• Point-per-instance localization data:
------------------------------------------------------------

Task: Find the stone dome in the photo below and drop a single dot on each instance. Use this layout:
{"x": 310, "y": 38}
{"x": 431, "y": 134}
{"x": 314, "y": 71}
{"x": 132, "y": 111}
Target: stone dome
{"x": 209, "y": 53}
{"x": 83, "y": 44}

------------------------------------------------------------

• EXERCISE:
Top to bottom, set down the entries above word for word.

• WRITTEN SOLUTION:
Task: Find the stone dome in the photo below and drop a single dot on each instance. Use this layout:
{"x": 310, "y": 38}
{"x": 431, "y": 134}
{"x": 314, "y": 71}
{"x": 132, "y": 111}
Target: stone dome
{"x": 209, "y": 53}
{"x": 83, "y": 44}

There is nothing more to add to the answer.